• **What the task asks**
In the records below, the line containing "Which pixel lies on the castle?" is the first to keep. Retype it and all later lines exactly, through the end.

(Region pointing data)
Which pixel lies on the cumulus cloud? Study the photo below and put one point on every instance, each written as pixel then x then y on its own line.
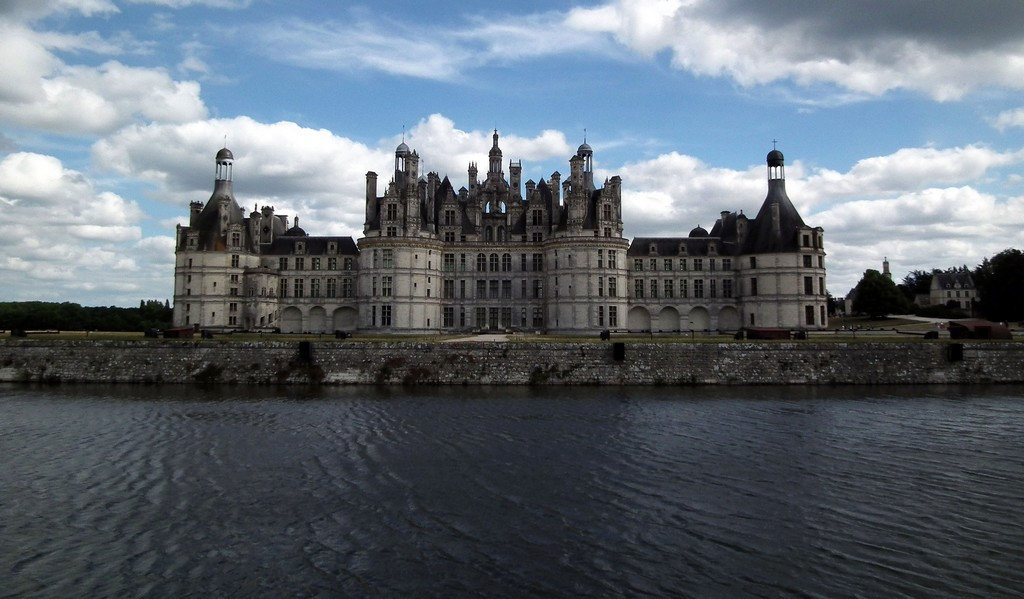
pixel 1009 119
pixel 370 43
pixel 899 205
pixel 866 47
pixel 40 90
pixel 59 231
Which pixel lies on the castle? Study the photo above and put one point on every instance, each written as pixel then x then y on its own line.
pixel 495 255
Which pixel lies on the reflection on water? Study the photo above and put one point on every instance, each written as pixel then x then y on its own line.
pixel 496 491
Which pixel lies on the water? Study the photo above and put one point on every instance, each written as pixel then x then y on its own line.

• **Response**
Which pixel lies on the castle? Study the photo above and put one point on every instance, each written as pixel then x then y on its own line.
pixel 495 255
Which pixel lies on the reflection on water? Study the photo above and put one point on every instance, each written as pixel then x then y on its own line.
pixel 496 491
Which pixel lies on the water? Study the photo above and put one point on every instance, each written as pixel then x then y on its own line.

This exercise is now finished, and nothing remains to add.